### Task goal:
In the copy, include every entry exactly but none of the images.

(Segmentation mask data)
--- START ---
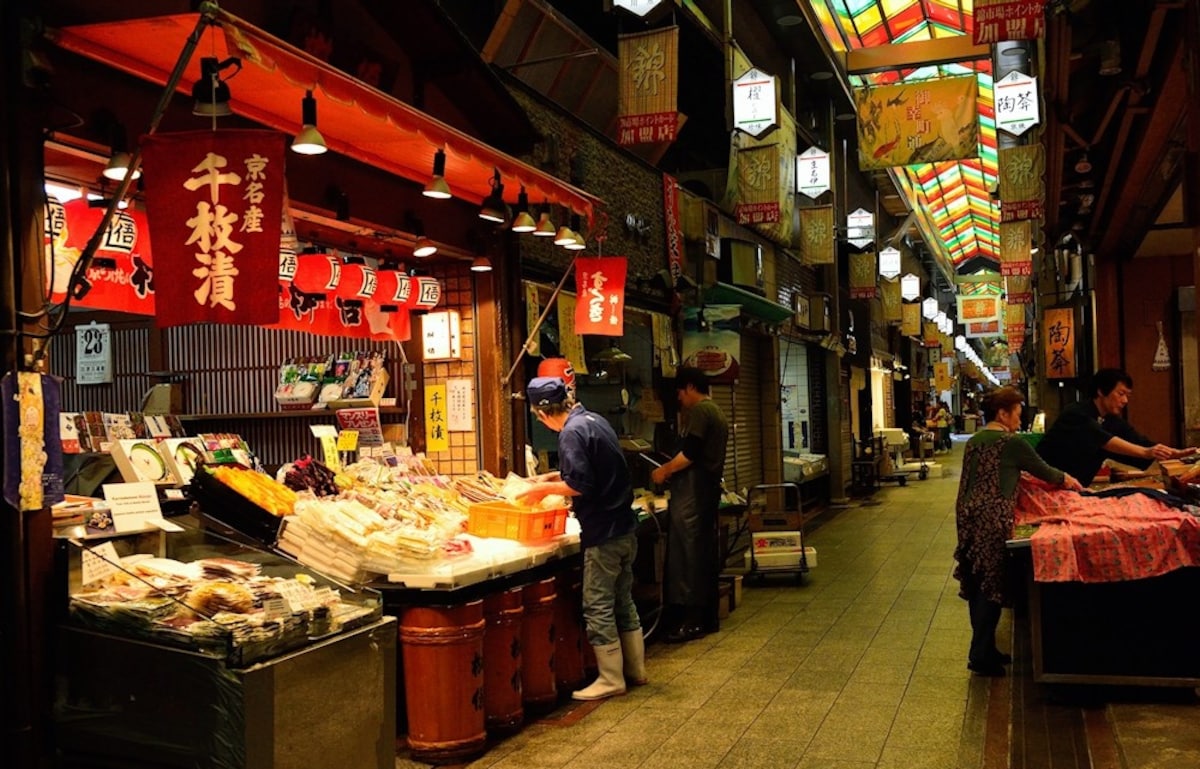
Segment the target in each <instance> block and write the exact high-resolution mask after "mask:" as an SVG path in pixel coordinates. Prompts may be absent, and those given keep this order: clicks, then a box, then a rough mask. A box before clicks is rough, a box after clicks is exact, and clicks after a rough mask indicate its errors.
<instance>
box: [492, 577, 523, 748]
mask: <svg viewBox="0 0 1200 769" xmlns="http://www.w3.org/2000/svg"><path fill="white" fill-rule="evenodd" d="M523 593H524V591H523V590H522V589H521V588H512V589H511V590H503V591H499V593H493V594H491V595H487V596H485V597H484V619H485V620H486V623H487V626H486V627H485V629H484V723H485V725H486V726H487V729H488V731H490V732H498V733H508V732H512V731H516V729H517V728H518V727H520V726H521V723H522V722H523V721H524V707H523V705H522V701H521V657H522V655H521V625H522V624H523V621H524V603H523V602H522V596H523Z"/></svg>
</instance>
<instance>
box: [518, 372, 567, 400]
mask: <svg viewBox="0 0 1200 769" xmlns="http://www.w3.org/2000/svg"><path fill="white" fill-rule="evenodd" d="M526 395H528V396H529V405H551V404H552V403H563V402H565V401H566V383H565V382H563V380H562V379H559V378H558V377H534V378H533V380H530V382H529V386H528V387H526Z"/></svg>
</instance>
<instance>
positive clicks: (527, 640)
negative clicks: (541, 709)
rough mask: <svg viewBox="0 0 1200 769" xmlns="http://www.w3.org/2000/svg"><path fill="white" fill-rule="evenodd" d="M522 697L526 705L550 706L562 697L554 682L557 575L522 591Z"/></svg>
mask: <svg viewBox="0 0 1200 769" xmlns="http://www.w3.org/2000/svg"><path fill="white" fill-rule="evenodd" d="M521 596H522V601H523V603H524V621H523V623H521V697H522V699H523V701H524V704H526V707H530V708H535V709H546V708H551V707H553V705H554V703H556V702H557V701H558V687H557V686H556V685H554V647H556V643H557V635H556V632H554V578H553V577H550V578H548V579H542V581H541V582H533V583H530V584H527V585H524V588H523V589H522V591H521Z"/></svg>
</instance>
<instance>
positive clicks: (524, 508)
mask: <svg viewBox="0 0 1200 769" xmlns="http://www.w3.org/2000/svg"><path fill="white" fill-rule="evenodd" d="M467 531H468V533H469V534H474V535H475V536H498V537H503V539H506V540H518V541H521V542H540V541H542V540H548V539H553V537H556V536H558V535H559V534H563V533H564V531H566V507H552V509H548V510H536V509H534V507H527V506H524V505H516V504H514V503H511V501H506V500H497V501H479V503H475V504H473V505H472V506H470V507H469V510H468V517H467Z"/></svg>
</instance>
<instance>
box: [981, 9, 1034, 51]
--- END ---
### Response:
Segment the target in each <instance> block and write the exact high-resolution mask after "mask:" as an SVG path in pixel coordinates. Prompts may be absent, and those given keep this order: clicks, then a box, then a rough mask. A box before clicks is rough, a box after clicks is exact, and clicks after a rough mask indicate its errors.
<instance>
box: [492, 577, 523, 748]
mask: <svg viewBox="0 0 1200 769" xmlns="http://www.w3.org/2000/svg"><path fill="white" fill-rule="evenodd" d="M523 593H524V591H523V590H522V589H521V588H512V589H511V590H503V591H499V593H493V594H491V595H487V596H485V597H484V619H485V620H486V623H487V626H486V627H485V629H484V723H485V725H486V726H487V729H488V731H490V732H498V733H508V732H512V731H516V729H517V728H518V727H520V726H521V723H522V722H523V721H524V707H523V705H522V701H521V657H522V655H521V625H522V624H523V621H524V603H523V602H522V596H523Z"/></svg>
</instance>
<instance>
box: [518, 372, 567, 400]
mask: <svg viewBox="0 0 1200 769" xmlns="http://www.w3.org/2000/svg"><path fill="white" fill-rule="evenodd" d="M526 395H528V396H529V405H551V404H552V403H563V402H565V401H566V383H565V382H563V380H562V379H559V378H558V377H534V378H533V380H530V382H529V386H528V387H526Z"/></svg>
</instance>
<instance>
positive clicks: (527, 640)
negative clicks: (541, 709)
rough mask: <svg viewBox="0 0 1200 769" xmlns="http://www.w3.org/2000/svg"><path fill="white" fill-rule="evenodd" d="M522 697L526 705L550 706L562 697L554 682L557 575L522 591Z"/></svg>
mask: <svg viewBox="0 0 1200 769" xmlns="http://www.w3.org/2000/svg"><path fill="white" fill-rule="evenodd" d="M521 596H522V601H523V603H524V621H523V623H521V697H522V699H523V701H524V704H526V707H530V708H535V709H546V708H551V707H553V705H554V703H556V702H557V701H558V687H557V686H556V685H554V647H556V643H557V635H556V632H554V578H553V577H550V578H548V579H542V581H541V582H533V583H530V584H527V585H524V588H523V589H522V591H521Z"/></svg>
</instance>
<instance>
positive clicks: (524, 508)
mask: <svg viewBox="0 0 1200 769" xmlns="http://www.w3.org/2000/svg"><path fill="white" fill-rule="evenodd" d="M467 531H468V533H469V534H474V535H475V536H498V537H503V539H506V540H518V541H521V542H540V541H542V540H548V539H553V537H556V536H558V535H559V534H563V533H564V531H566V507H552V509H548V510H536V509H534V507H527V506H524V505H516V504H514V503H511V501H506V500H497V501H479V503H475V504H473V505H472V506H470V507H469V510H468V517H467Z"/></svg>
</instance>
<instance>
box: [981, 9, 1034, 51]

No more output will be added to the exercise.